((
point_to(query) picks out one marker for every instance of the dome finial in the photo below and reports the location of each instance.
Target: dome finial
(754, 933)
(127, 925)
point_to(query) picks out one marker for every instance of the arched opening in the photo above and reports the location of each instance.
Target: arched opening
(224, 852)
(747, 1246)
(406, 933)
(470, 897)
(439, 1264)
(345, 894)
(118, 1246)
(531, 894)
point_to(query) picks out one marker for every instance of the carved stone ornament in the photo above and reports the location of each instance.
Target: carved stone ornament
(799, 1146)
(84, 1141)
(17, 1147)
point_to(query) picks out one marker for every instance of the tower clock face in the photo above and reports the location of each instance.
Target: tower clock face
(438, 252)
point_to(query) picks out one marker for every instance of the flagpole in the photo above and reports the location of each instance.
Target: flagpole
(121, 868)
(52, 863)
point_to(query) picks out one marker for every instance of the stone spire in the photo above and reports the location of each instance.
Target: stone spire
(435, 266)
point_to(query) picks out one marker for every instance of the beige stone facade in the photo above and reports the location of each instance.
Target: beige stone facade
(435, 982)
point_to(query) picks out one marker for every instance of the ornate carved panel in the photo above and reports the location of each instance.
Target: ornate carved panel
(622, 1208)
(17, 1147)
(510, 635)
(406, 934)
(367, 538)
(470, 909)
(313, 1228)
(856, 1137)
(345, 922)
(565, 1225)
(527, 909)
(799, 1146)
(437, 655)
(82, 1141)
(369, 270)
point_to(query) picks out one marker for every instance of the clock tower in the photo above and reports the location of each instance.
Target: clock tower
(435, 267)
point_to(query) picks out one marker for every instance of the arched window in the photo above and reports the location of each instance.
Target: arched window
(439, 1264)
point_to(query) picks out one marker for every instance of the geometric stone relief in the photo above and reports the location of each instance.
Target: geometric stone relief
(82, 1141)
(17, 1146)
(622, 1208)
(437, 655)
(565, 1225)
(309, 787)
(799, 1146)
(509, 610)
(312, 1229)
))
◆ OBJECTIVE ◆
Rewrite all of the material above as a numbered list, leaving out any blank lines.

◆ EXPECTED ANSWER ◆
1. point_to(query) picks out one marker for every instance of the dome finial in the photo below and reports the location of each instance.
2. Target: dome finial
3. (754, 933)
4. (127, 925)
5. point_to(query) picks out one marker for every instance of the arched opening in the photo above and reports the location of each instance.
6. Target: arched opening
7. (224, 852)
8. (747, 1246)
9. (406, 933)
10. (470, 897)
11. (439, 1264)
12. (345, 894)
13. (118, 1246)
14. (531, 894)
15. point_to(query) picks out one marker for every instance of the carved stone ornament in the photo above and reports the location of each instance.
16. Target: carved stone ornament
17. (799, 1146)
18. (84, 1141)
19. (17, 1147)
20. point_to(query) picks out one marker for every instance of the tower clock face in the photo above and reports the location of each instance.
21. Target: tower clock face
22. (438, 252)
23. point_to(query) picks out one marker for every instance of the flagpole in the photo above and reports the location of each instance.
24. Target: flagpole
25. (121, 868)
26. (52, 863)
27. point_to(query) picks out one marker for every instance of the stone spire in the photo above and reports the location of each instance.
28. Target: stone spire
29. (435, 266)
30. point_to(query) picks out one marker for every instance of the beige stone facade in the photo above and reports the location of each instance.
31. Target: beige stone facade
32. (435, 982)
33. point_to(query) picks out one marker for every instance of the ornate carved panel in the photo above and reports the location of each instance.
34. Target: ornate carved panel
35. (622, 1208)
36. (17, 1147)
37. (510, 635)
38. (406, 934)
39. (367, 538)
40. (470, 909)
41. (313, 1228)
42. (856, 1137)
43. (345, 922)
44. (565, 1225)
45. (527, 909)
46. (799, 1146)
47. (437, 655)
48. (82, 1141)
49. (369, 270)
50. point_to(query) picks out one marker for every instance of the clock tower in the photo above and reports the location of each instance.
51. Target: clock tower
52. (435, 267)
53. point_to(query) picks out one marker for every instance of the arched window in the photo above and reports the location of each instance.
54. Target: arched window
55. (439, 1264)
56. point_to(query) picks out one marker for every instance of the geometric stone relief in the photo above and reports the location of each instance.
57. Target: geometric stone relief
58. (82, 1141)
59. (17, 1146)
60. (622, 1208)
61. (437, 655)
62. (565, 1225)
63. (309, 787)
64. (799, 1146)
65. (509, 610)
66. (312, 1229)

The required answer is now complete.